* **Task directions**:
Put every line from all of the entries below into one numbered list, leaving out any blank lines.
-------- Rows
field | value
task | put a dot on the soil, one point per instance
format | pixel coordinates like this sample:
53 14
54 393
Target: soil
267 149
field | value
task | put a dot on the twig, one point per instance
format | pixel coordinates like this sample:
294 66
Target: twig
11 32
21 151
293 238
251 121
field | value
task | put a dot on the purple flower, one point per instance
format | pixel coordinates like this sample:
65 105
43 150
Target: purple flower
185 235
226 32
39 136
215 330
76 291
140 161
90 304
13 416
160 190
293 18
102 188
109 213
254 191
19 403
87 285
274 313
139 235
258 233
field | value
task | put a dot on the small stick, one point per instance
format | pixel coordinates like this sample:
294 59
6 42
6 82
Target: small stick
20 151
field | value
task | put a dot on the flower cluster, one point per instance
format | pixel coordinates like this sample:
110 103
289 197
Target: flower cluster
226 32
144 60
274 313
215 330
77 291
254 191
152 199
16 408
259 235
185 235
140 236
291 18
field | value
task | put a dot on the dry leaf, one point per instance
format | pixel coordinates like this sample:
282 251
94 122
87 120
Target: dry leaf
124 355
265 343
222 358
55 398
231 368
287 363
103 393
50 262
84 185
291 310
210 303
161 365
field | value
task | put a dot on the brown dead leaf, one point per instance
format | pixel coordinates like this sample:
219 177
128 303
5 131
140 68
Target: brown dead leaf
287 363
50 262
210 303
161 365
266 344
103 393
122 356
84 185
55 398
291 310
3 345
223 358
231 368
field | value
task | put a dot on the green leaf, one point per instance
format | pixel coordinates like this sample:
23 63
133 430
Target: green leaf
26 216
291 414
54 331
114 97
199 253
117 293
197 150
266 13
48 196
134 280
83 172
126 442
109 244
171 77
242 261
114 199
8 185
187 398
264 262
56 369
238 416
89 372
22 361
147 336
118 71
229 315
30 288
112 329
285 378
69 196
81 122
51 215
----------------
* **Reply**:
1. field | value
2. task | put a dot on the soil, one point per instance
3. format | pixel coordinates like this sample:
4. 53 14
5. 54 393
6. Target: soil
7. 267 149
8. field | value
9. task | put a dot on the twig, one point per instance
10. format | pixel coordinates like this sample:
11. 294 66
12. Target: twig
13. 11 32
14. 21 151
15. 293 238
16. 251 121
17. field | value
18. task | put a dot on the purple flower, one point per instance
19. format | pixel coordinates like this sample:
20. 65 105
21. 43 150
22. Target: purple flower
23. 185 235
24. 226 32
25. 39 136
26. 215 330
27. 76 291
28. 140 161
29. 90 304
30. 13 416
31. 160 190
32. 293 18
33. 102 188
34. 109 213
35. 254 191
36. 19 403
37. 87 285
38. 274 313
39. 139 235
40. 258 233
41. field | value
42. task | put a dot on the small stick, one point per instance
43. format | pixel coordinates like this sample:
44. 294 59
45. 6 42
46. 6 82
47. Target: small stick
48. 20 151
49. field | value
50. task | put a dot on the flower cluster, one point per instance
51. format | pixel coordinates like this sample:
52. 110 103
53. 289 197
54. Target: flower cluster
55. 226 32
56. 144 60
57. 274 313
58. 215 330
59. 77 291
60. 254 191
61. 152 199
62. 16 408
63. 259 235
64. 185 235
65. 140 236
66. 291 18
67. field | value
68. task | put a dot on the dry leaf, one point per instance
69. format | pixel coordinates like this sample:
70. 282 251
71. 94 122
72. 87 120
73. Target: dry leaf
74. 124 355
75. 265 343
76. 222 358
77. 55 398
78. 231 368
79. 287 363
80. 103 393
81. 50 262
82. 84 185
83. 291 310
84. 210 303
85. 161 365
86. field | value
87. task | put a dot on the brown dead leaf, one point per instance
88. format | pixel coordinates like this sample:
89. 219 177
90. 128 303
91. 5 131
92. 140 68
93. Target: brown dead leaf
94. 287 363
95. 50 262
96. 210 303
97. 161 365
98. 266 344
99. 103 393
100. 122 356
101. 84 185
102. 55 398
103. 291 310
104. 3 345
105. 223 358
106. 231 368
107. field | value
108. task | put a dot on the green leaf, one point per instance
109. format | pixel coordinates like this sample:
110. 23 63
111. 133 430
112. Target: green leaf
113. 26 216
114. 291 414
115. 54 331
116. 114 97
117. 199 253
118. 117 293
119. 197 150
120. 266 13
121. 48 196
122. 134 280
123. 83 172
124. 126 442
125. 109 244
126. 171 77
127. 242 261
128. 114 199
129. 8 185
130. 187 398
131. 264 262
132. 56 369
133. 238 416
134. 89 372
135. 22 361
136. 147 336
137. 118 71
138. 229 315
139. 30 288
140. 112 329
141. 285 378
142. 69 196
143. 81 122
144. 51 215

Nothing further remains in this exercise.